BEGIN MATERIAL PROVIDED
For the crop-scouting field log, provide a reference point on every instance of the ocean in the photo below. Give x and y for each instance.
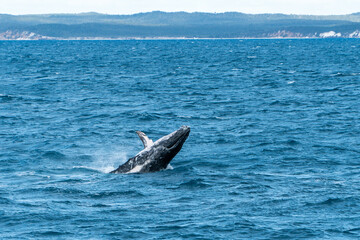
(273, 153)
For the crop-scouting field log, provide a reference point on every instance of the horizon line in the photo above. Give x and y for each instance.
(189, 12)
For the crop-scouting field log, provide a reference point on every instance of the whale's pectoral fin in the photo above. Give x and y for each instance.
(146, 141)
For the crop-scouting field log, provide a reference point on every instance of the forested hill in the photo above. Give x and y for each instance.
(176, 25)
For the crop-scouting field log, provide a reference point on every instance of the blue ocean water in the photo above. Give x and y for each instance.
(273, 153)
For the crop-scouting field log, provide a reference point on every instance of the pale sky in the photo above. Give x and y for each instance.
(319, 7)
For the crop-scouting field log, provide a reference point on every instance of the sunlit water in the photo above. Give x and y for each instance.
(274, 151)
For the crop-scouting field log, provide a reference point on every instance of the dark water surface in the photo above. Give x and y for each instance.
(274, 151)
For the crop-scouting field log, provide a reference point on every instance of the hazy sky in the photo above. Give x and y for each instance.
(134, 6)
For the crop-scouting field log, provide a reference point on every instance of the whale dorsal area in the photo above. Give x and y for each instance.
(146, 141)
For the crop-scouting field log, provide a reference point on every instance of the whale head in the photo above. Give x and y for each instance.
(156, 155)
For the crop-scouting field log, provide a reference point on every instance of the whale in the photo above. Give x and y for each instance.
(157, 155)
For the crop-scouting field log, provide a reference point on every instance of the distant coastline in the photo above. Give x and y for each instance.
(177, 25)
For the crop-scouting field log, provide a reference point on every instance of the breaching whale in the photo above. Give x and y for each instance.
(156, 155)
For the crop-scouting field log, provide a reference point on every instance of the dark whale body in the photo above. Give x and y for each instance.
(156, 155)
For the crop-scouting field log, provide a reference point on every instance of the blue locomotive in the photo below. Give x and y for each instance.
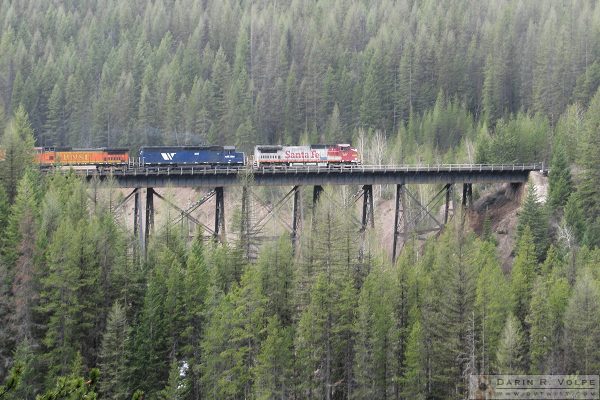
(191, 155)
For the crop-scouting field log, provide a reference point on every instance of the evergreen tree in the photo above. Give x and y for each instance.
(582, 333)
(509, 357)
(17, 143)
(492, 304)
(414, 380)
(447, 311)
(534, 216)
(589, 154)
(197, 281)
(273, 370)
(175, 389)
(277, 276)
(574, 217)
(232, 341)
(559, 179)
(73, 387)
(374, 366)
(114, 355)
(548, 302)
(522, 279)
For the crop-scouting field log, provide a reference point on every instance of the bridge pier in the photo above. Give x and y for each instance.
(219, 215)
(149, 215)
(296, 217)
(449, 190)
(368, 217)
(467, 200)
(399, 217)
(138, 232)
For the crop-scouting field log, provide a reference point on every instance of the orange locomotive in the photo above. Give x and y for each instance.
(66, 156)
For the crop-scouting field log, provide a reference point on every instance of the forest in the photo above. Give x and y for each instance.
(83, 315)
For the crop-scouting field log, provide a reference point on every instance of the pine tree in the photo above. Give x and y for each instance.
(17, 143)
(492, 304)
(589, 155)
(548, 302)
(232, 341)
(197, 281)
(559, 179)
(374, 365)
(54, 134)
(114, 356)
(522, 279)
(534, 216)
(450, 301)
(276, 269)
(509, 357)
(414, 380)
(68, 323)
(313, 344)
(582, 333)
(73, 387)
(574, 217)
(175, 389)
(273, 370)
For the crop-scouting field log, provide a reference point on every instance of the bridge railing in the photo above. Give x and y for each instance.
(227, 170)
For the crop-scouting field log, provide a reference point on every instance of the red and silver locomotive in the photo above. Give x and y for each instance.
(315, 154)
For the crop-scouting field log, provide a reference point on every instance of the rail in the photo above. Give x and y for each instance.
(309, 169)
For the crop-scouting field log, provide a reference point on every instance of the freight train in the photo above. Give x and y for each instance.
(209, 156)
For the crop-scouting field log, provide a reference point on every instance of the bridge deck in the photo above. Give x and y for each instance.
(198, 176)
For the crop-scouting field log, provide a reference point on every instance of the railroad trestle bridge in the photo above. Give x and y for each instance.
(409, 209)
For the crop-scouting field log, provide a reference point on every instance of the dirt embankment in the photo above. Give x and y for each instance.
(501, 205)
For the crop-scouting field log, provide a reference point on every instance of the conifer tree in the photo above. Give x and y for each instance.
(196, 281)
(273, 370)
(232, 341)
(534, 216)
(509, 357)
(545, 318)
(414, 380)
(374, 366)
(114, 355)
(449, 306)
(574, 217)
(581, 340)
(175, 389)
(275, 265)
(559, 179)
(522, 279)
(17, 143)
(492, 304)
(588, 186)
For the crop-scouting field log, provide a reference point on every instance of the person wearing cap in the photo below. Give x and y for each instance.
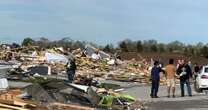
(71, 69)
(155, 77)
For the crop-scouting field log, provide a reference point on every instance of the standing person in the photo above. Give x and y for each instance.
(184, 71)
(196, 70)
(170, 75)
(71, 69)
(155, 76)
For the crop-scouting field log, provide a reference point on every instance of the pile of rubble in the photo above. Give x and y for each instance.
(44, 73)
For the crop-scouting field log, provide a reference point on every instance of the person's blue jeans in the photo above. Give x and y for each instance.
(155, 87)
(182, 83)
(71, 74)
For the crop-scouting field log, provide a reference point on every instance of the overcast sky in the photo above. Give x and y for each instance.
(105, 21)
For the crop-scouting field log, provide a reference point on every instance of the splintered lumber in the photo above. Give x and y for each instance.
(12, 107)
(60, 106)
(5, 108)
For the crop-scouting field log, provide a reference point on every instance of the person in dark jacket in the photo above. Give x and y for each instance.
(71, 69)
(155, 77)
(196, 70)
(185, 73)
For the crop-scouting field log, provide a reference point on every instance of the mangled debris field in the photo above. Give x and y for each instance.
(35, 79)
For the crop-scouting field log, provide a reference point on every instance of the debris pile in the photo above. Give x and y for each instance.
(44, 73)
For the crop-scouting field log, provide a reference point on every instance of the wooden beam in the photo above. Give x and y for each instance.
(12, 107)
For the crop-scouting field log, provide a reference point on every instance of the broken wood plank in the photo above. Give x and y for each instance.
(61, 106)
(12, 107)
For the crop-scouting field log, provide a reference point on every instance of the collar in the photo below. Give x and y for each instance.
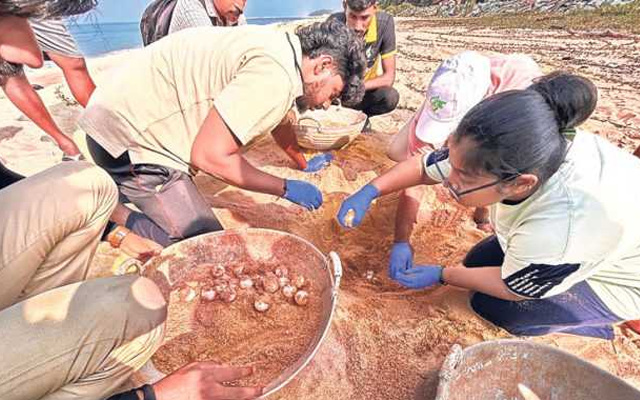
(372, 32)
(294, 41)
(211, 9)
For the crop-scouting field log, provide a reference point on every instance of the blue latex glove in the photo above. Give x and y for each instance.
(420, 276)
(303, 193)
(359, 202)
(401, 259)
(319, 162)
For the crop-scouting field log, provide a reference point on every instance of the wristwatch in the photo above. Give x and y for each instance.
(442, 282)
(116, 236)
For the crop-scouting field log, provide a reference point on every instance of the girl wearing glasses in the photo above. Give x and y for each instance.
(565, 256)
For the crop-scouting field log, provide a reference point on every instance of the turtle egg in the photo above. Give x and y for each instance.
(289, 291)
(302, 298)
(238, 271)
(229, 296)
(246, 282)
(208, 294)
(189, 295)
(283, 281)
(218, 271)
(299, 281)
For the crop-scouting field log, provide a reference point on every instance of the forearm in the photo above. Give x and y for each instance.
(385, 80)
(237, 171)
(485, 280)
(285, 136)
(407, 213)
(406, 174)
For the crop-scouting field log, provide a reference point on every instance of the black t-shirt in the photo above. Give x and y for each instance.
(380, 39)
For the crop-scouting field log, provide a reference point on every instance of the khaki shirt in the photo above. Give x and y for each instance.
(154, 105)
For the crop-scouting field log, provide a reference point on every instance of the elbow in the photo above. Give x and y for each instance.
(34, 60)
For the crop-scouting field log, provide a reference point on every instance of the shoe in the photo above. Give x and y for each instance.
(77, 157)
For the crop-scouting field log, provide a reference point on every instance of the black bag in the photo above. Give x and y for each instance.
(156, 20)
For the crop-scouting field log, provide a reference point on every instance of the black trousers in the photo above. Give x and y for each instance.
(379, 101)
(578, 311)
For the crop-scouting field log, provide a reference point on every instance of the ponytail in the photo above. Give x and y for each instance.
(525, 131)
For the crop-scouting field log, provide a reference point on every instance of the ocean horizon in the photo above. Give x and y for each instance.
(98, 39)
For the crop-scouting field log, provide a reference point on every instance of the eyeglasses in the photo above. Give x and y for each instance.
(456, 193)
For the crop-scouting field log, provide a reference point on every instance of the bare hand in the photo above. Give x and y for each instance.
(139, 247)
(205, 381)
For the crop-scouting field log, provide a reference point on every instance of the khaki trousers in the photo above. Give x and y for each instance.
(62, 337)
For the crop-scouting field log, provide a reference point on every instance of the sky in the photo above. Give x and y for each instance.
(116, 11)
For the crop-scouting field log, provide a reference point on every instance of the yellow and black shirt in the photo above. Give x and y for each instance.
(380, 41)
END MATERIAL PROVIDED
◆ **WHAT IS BEING ASKED**: What is wanted is the line containing "of the ponytail" and every line after it through the last line of the entries, printed exactly.

◆ **RESULT**:
For the crop-scouting field log, provide a reference point on every instance of the ponytail in the photo above. Give x and y for each instance.
(525, 131)
For the crop-scouting field log, provide a reference point on every instance of the ocean horizon in the photo above. Give x and y for each instance.
(98, 39)
For the crop-scouting field log, provide a reference point on every instance of the eyeglasses in the photo above. Give x and y for each instance.
(456, 193)
For the crop-scouting field log, provide a reference point on every instance of the bare hand in the photo above. Give x and y for each instance.
(139, 247)
(205, 381)
For the crop-scouting field log, provide a reference point on every instance of the khaki trousers in the photo above. Give x and y for each instance.
(62, 337)
For the crop-scouting field log, provide a reference point on every instance of the sky in the photo above. Give x and y for each instance.
(116, 11)
For the crop-scouting field log, provide a reference point on every instance of the yellow and black shirt in the photo above. Give x and y for each instance.
(380, 41)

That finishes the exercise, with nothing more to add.